De manière générale, le rôle de l’accompagnateur est de :

  • Dissuader : sa présence physique auprès de la personne accompagnée doit avoir un rôle dissuasif, et donc limiter les menaces à l’encontre de l’accompagné.

  • Documenter : il doit observer les éventuelles violations aux droits de l´Homme et les documenter (écrits et photos)

  • Divulguer : il doit permettre à la structure d´accompagnement de transmettre l´information au niveau national et international afin de dénoncer les éventuelles violations.

Courant juin, la coordination d´ACOGUATE a été sollicitée afin de participer au processus en tant qu´observateurs internationaux. Une équipe de 14 observateurs a été envoyée pour la 1ère consulta et 6 pour la 2ème, sur un total de 300 observateurs (nationaux surtout). L´observation, qui était coordonnée par des organisations de la société civile et un programme de l’USAC (Universidad de San Carlos de Guatemala), se voulait un appui technique, moral et juridique à la validation de la consulta. Concrètement, les observateurs étaient dispersés par deux dans les communautés avec la tâche de documenter le processus, le jour de la consulta.

> [DONNÉES FOURNIES]:
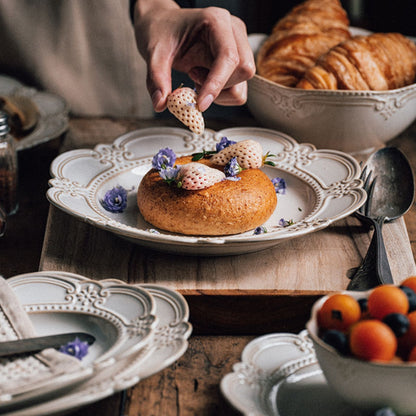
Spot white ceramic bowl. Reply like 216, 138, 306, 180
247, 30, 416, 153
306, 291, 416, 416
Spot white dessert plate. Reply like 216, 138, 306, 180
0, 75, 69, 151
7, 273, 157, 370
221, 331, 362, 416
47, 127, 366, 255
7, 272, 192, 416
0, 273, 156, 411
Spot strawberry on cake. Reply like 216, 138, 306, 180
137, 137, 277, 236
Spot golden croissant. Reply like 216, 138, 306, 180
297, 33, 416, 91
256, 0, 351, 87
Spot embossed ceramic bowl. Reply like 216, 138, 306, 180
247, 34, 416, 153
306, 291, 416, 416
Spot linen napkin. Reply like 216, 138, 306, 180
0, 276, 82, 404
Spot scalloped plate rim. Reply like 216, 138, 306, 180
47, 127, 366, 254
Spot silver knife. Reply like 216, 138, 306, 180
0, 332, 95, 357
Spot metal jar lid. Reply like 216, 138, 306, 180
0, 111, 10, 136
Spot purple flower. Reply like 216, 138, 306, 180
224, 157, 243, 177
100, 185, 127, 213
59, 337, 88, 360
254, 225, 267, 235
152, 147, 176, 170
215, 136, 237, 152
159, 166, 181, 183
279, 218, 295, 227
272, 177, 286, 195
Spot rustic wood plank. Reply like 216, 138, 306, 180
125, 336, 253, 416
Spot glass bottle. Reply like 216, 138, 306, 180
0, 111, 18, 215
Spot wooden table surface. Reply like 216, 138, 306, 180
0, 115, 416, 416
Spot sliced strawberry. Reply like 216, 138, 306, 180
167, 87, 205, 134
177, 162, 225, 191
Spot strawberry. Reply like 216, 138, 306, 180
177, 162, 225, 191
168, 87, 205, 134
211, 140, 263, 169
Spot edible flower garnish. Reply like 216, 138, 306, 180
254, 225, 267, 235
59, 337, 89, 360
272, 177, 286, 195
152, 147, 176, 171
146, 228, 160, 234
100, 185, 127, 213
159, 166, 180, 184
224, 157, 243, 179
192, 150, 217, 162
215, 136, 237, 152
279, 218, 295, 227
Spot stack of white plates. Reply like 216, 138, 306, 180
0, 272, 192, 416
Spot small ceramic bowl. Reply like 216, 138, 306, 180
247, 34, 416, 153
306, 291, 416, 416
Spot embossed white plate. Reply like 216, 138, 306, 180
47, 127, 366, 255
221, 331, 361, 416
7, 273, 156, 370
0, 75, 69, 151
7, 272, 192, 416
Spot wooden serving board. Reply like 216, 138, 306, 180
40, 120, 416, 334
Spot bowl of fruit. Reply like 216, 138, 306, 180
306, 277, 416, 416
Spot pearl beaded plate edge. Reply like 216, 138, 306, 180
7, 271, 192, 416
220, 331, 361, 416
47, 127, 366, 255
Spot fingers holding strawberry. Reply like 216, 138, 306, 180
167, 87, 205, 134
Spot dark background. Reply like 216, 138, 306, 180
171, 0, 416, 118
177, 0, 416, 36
==
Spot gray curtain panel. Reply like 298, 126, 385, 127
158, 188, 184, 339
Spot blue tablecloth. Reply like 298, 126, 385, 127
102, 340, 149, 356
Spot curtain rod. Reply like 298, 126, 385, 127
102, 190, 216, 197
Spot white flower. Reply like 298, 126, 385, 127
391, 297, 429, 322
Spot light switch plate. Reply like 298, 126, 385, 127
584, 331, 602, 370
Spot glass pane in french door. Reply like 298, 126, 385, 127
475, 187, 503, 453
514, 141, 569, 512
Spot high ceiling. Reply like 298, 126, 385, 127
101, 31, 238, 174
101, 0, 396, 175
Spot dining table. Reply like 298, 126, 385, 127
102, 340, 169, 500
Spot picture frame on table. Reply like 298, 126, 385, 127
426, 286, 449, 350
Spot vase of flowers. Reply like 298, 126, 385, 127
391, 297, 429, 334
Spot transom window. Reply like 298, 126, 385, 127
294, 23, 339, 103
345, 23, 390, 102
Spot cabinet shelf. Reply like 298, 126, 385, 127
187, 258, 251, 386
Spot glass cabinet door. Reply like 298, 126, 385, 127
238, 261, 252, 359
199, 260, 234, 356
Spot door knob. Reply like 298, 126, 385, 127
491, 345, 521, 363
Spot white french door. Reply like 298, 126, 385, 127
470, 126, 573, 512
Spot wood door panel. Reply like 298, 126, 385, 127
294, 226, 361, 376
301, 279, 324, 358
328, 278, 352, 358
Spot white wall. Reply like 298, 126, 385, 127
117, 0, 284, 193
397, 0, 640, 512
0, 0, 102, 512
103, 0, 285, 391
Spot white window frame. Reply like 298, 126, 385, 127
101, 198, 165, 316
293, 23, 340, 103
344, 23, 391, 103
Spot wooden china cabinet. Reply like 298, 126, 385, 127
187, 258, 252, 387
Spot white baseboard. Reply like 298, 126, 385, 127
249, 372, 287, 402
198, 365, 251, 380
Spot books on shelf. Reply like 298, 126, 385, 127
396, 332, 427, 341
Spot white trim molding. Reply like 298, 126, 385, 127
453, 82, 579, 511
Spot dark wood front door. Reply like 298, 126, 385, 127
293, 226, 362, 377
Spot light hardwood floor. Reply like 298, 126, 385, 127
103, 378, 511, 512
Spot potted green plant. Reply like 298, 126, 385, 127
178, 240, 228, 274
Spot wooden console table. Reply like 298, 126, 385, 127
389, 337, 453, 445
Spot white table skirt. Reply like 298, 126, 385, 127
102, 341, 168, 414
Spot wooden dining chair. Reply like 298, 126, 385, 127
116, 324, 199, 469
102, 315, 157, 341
---
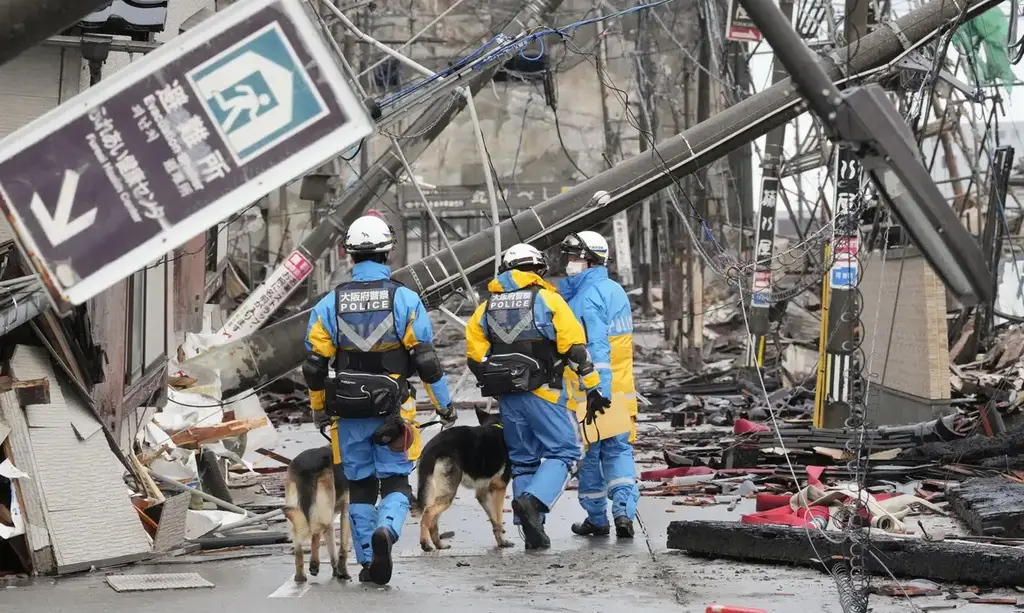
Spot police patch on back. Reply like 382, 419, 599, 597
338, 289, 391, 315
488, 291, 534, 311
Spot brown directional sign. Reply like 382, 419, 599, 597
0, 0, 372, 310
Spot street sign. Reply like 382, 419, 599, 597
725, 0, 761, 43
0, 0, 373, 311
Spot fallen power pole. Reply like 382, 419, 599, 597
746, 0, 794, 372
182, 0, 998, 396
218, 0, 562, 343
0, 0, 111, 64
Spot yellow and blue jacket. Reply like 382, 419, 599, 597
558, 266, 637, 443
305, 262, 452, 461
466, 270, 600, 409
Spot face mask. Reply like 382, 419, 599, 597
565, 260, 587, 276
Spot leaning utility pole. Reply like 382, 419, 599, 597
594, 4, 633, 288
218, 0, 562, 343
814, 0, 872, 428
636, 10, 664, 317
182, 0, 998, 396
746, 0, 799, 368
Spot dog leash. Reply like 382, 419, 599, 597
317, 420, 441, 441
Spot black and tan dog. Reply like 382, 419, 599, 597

> [CONSIGNE]:
Extrayez du passage sur l'accompagnateur le texte qui va de « Courant juin, la » jusqu'à « jour de la consulta. » inclus, sans rien y modifier. Les lignes forment un matériau à part, sans lien avec le passage sur l'accompagnateur.

> [RÉPONSE RÉDIGÉE]:
Courant juin, la coordination d´ACOGUATE a été sollicitée afin de participer au processus en tant qu´observateurs internationaux. Une équipe de 14 observateurs a été envoyée pour la 1ère consulta et 6 pour la 2ème, sur un total de 300 observateurs (nationaux surtout). L´observation, qui était coordonnée par des organisations de la société civile et un programme de l’USAC (Universidad de San Carlos de Guatemala), se voulait un appui technique, moral et juridique à la validation de la consulta. Concrètement, les observateurs étaient dispersés par deux dans les communautés avec la tâche de documenter le processus, le jour de la consulta.